* **Exercise**:
Nothing in the entries may be altered; copy them in full.

....

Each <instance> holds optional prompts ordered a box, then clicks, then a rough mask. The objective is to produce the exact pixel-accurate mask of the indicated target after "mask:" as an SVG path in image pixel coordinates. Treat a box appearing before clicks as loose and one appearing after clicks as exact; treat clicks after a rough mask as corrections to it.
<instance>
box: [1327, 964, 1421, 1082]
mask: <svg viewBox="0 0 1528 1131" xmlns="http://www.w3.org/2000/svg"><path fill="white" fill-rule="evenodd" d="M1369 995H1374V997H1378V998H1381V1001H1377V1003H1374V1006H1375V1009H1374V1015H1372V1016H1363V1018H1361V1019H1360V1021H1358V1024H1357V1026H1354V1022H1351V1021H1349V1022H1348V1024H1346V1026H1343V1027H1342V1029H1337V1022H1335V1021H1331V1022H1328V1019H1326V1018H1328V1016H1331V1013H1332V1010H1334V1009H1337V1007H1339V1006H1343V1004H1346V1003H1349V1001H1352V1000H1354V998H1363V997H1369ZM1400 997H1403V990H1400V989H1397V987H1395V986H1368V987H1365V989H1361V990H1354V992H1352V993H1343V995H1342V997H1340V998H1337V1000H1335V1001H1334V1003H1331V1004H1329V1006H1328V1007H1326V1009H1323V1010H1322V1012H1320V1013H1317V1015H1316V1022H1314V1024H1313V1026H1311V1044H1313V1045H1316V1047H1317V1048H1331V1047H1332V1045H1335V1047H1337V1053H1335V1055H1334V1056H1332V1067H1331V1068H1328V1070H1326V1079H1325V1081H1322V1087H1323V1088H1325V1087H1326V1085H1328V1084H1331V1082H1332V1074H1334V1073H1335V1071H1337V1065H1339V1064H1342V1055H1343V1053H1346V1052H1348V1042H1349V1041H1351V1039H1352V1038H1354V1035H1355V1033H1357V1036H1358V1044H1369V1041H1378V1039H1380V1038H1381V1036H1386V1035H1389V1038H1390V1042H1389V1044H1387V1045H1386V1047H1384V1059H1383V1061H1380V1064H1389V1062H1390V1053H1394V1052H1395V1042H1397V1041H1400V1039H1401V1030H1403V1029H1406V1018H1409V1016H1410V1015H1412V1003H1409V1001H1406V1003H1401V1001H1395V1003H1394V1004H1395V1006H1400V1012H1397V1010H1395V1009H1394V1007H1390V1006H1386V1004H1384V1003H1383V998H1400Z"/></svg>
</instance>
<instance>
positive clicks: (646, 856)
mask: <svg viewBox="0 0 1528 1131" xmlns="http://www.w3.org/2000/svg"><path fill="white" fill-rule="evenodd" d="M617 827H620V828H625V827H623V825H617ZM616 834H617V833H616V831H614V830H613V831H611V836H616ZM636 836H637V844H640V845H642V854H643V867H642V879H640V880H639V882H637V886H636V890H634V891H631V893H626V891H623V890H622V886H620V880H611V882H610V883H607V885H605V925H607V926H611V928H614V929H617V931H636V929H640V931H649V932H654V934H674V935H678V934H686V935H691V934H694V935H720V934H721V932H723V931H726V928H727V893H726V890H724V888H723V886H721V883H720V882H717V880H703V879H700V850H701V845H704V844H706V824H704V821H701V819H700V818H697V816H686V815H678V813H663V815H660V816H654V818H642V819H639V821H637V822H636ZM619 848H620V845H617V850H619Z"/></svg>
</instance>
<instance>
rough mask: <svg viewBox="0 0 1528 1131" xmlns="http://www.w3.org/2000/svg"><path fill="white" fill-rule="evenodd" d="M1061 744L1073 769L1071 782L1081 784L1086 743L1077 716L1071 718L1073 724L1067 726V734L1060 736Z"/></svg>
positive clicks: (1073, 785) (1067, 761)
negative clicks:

....

* **Response**:
Each <instance> holds optional prompts ordered a box, then clicks, then a rough mask. The objective is to produce the exact pixel-accurate mask of the indicated target after "mask:" as an SVG path in image pixel coordinates. Treat a box appearing before clicks as loose and one appearing after clicks as exact; treat clicks after a rough mask as corrections to it.
<instance>
box: [1327, 964, 1421, 1082]
mask: <svg viewBox="0 0 1528 1131" xmlns="http://www.w3.org/2000/svg"><path fill="white" fill-rule="evenodd" d="M1369 995H1374V997H1378V998H1381V1001H1377V1003H1374V1006H1375V1009H1374V1015H1372V1016H1363V1018H1361V1019H1360V1021H1358V1024H1357V1026H1354V1022H1351V1021H1349V1022H1348V1024H1346V1026H1343V1027H1342V1029H1337V1022H1335V1021H1331V1022H1328V1019H1326V1018H1328V1016H1331V1013H1332V1010H1334V1009H1337V1007H1339V1006H1343V1004H1346V1003H1349V1001H1352V1000H1354V998H1363V997H1369ZM1400 997H1403V990H1400V989H1397V987H1395V986H1368V987H1365V989H1361V990H1354V992H1352V993H1343V995H1342V997H1340V998H1337V1000H1335V1001H1334V1003H1331V1004H1329V1006H1328V1007H1326V1009H1323V1010H1322V1012H1320V1013H1317V1015H1316V1022H1314V1024H1313V1026H1311V1044H1313V1045H1316V1047H1317V1048H1331V1047H1332V1045H1335V1047H1337V1053H1335V1055H1334V1056H1332V1067H1331V1068H1328V1070H1326V1079H1325V1081H1322V1087H1323V1088H1325V1087H1326V1085H1328V1084H1331V1082H1332V1074H1334V1073H1335V1071H1337V1065H1339V1064H1342V1055H1343V1053H1346V1052H1348V1042H1349V1041H1351V1039H1352V1038H1354V1035H1355V1033H1357V1036H1358V1044H1369V1041H1378V1039H1380V1038H1381V1036H1386V1035H1389V1038H1390V1042H1389V1044H1387V1045H1386V1047H1384V1059H1383V1061H1380V1064H1389V1062H1390V1053H1394V1052H1395V1042H1397V1041H1400V1039H1401V1030H1403V1029H1406V1018H1409V1016H1410V1015H1412V1003H1409V1001H1406V1003H1401V1001H1395V1003H1394V1004H1395V1006H1400V1012H1397V1010H1395V1009H1394V1007H1390V1006H1386V1004H1384V1003H1383V998H1400Z"/></svg>
</instance>
<instance>
positive clicks: (646, 856)
mask: <svg viewBox="0 0 1528 1131" xmlns="http://www.w3.org/2000/svg"><path fill="white" fill-rule="evenodd" d="M617 827H620V828H625V827H623V825H617ZM616 834H617V833H616V831H614V830H613V831H611V836H616ZM636 836H637V844H640V845H642V854H643V867H642V879H640V880H639V882H637V886H636V890H634V891H631V893H626V891H623V890H622V886H620V880H611V882H610V883H607V885H605V925H607V926H611V928H614V929H617V931H636V929H640V931H649V932H654V934H674V935H678V934H686V935H691V934H694V935H720V934H721V932H723V931H726V928H727V893H726V890H724V888H723V886H721V883H720V882H717V880H703V879H700V850H701V845H704V844H706V824H704V821H701V819H700V818H697V816H686V815H678V813H663V815H660V816H654V818H642V819H639V821H637V822H636ZM619 848H620V845H617V850H619Z"/></svg>
</instance>
<instance>
rough mask: <svg viewBox="0 0 1528 1131" xmlns="http://www.w3.org/2000/svg"><path fill="white" fill-rule="evenodd" d="M1061 744L1073 769L1071 782L1081 784L1086 743L1077 716L1071 718L1073 724L1067 726V734L1060 736Z"/></svg>
positive clicks: (1073, 785) (1067, 761)
negative clicks:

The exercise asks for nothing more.